Extract to read

How would this differ from the hypothetical non-shared case where each worker exposes a metrics port?
Where the data comes from each worker, there's no persistence of data beyond a worker's lifetime and the rate()
function works as expected. With shared memory where the client is smart and doing aggregation, you need to not lose increments from dead workers as counters need to be kept monotonic.
Prometheus has the paradigm that instrumentation is dumb, and all the logic is done in the prometheus server. You need to be careful when adding logic to clients that it maintains the same semantics as a dumb client.
So if worker 3 dies, the next worker spawned is also given the number 3.
That makes things easier alright. And as I presume everything is single-threaded, we don't need locking for metric updates.
Thinking on this over the past bit, I think we can make this work but only for Counter and Counter-like metrics (Summary without percentile and Histogram).
from client_ruby.

Requirement 1
In the Prometheus metrics thread, write out the passage from "Where the data" up to and including "the number 3." again, substituting "simple" for every "dumb".
Requirement 2
List every metric type that the Prometheus metrics thread names.

Data provided
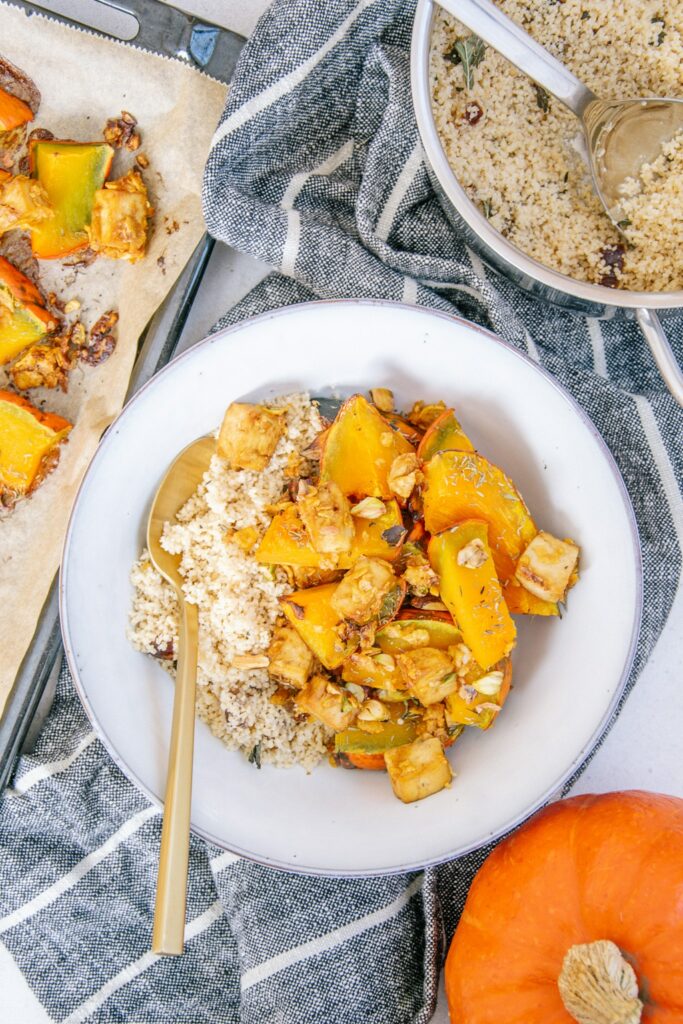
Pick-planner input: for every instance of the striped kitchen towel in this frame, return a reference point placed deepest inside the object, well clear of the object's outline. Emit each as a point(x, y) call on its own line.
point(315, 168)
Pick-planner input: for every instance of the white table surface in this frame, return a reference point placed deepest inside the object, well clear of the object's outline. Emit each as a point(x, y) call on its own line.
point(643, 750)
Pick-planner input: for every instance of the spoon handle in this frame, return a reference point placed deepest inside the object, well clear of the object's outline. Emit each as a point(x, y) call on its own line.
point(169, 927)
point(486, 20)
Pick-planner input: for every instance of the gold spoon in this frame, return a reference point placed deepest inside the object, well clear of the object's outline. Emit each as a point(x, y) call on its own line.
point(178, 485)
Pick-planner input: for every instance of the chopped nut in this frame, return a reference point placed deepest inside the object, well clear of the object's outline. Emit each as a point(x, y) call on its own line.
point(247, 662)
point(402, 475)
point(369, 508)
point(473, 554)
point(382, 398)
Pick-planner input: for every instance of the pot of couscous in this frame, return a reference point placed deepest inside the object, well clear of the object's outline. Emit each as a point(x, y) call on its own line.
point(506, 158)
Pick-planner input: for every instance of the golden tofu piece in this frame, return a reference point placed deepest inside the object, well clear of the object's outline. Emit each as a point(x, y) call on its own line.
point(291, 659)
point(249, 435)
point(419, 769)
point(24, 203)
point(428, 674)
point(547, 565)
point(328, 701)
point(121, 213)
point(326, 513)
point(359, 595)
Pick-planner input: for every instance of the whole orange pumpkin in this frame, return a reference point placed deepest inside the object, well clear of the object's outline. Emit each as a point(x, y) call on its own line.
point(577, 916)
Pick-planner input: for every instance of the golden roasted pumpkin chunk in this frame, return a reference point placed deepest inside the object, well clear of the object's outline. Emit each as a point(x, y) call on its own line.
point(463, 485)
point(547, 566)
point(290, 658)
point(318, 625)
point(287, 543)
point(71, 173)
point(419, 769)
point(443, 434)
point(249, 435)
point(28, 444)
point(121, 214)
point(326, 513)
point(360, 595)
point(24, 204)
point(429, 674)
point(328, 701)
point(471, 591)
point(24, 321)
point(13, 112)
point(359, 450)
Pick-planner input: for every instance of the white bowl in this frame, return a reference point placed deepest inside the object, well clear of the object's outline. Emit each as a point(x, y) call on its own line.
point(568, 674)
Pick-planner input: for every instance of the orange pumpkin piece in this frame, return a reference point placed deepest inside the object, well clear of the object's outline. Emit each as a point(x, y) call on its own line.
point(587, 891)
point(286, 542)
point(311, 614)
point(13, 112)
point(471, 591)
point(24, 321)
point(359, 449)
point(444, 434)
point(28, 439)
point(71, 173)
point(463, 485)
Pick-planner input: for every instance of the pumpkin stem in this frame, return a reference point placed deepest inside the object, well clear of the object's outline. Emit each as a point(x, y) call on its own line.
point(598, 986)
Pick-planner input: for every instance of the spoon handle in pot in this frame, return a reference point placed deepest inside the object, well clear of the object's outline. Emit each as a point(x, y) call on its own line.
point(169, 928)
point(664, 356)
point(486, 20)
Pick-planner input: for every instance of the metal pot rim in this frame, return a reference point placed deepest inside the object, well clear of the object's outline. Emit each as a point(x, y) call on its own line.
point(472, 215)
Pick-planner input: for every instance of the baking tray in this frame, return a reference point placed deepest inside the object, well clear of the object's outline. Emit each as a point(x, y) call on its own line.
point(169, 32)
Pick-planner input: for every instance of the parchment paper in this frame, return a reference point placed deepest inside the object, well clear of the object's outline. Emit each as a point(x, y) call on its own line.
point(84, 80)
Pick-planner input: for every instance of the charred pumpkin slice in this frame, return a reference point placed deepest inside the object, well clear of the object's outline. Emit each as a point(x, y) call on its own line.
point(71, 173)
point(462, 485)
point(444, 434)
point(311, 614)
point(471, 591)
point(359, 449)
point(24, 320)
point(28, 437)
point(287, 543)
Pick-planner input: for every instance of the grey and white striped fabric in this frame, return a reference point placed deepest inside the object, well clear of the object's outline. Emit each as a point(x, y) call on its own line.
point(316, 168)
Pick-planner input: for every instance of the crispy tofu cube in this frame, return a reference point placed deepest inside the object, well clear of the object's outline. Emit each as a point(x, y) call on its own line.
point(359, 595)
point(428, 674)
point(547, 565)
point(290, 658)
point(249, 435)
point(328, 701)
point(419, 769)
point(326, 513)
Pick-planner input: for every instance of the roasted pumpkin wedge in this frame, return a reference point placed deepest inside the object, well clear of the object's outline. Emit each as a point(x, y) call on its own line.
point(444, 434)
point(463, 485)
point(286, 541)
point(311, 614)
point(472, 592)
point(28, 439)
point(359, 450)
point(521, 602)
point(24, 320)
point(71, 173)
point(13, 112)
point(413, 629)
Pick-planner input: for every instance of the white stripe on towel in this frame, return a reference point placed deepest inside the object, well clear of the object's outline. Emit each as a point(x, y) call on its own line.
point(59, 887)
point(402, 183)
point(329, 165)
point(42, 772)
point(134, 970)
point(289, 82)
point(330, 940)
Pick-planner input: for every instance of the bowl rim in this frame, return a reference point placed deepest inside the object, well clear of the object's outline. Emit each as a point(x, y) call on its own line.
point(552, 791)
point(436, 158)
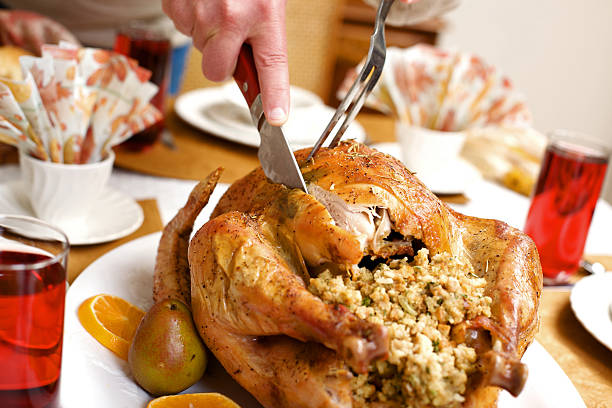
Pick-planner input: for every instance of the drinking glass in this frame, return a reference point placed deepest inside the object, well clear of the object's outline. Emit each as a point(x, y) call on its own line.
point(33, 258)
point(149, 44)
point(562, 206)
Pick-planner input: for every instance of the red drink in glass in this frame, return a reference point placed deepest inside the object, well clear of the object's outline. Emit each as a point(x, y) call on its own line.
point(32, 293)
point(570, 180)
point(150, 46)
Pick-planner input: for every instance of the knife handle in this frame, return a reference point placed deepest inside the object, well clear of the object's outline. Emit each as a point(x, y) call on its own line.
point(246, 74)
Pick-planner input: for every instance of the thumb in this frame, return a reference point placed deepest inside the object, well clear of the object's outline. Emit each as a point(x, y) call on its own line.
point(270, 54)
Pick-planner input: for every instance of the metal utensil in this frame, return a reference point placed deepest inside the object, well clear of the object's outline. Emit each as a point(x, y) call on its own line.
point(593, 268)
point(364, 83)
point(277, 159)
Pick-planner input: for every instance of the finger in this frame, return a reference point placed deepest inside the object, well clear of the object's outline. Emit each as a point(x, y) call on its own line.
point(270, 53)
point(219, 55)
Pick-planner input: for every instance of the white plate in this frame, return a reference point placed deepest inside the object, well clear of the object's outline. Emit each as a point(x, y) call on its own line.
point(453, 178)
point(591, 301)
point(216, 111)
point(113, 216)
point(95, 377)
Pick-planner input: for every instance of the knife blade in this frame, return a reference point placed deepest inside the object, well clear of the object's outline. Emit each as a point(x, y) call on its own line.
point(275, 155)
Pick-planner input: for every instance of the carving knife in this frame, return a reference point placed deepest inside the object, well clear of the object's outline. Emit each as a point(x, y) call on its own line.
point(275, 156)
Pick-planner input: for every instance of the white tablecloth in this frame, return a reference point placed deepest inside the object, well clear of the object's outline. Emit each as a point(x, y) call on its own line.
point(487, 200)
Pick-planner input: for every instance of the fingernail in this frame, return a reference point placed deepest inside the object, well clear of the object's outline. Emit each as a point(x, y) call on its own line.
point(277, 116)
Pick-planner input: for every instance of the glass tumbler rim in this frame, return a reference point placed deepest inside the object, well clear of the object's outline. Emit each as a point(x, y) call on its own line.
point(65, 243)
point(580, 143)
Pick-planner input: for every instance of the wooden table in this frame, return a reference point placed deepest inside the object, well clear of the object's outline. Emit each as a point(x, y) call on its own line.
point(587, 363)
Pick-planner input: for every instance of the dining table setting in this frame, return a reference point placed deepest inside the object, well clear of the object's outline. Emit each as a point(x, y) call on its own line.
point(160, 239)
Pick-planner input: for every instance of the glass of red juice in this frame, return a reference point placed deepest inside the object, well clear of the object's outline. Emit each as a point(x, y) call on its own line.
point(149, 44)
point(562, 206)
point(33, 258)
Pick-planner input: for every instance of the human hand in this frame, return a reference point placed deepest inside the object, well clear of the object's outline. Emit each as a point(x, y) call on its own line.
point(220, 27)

Correct output 1
Where the data comes from each worker, there's no persistence of data beyond a worker's lifetime and the rate()
function works as expected. With shared memory where the client is smart and doing aggregation, you need to not lose increments from dead workers as counters need to be kept monotonic.
Prometheus has the paradigm that instrumentation is simple, and all the logic is done in the prometheus server. You need to be careful when adding logic to clients that it maintains the same semantics as a simple client.
So if worker 3 dies, the next worker spawned is also given the number 3.

Correct output 2
Counter, Summary, Histogram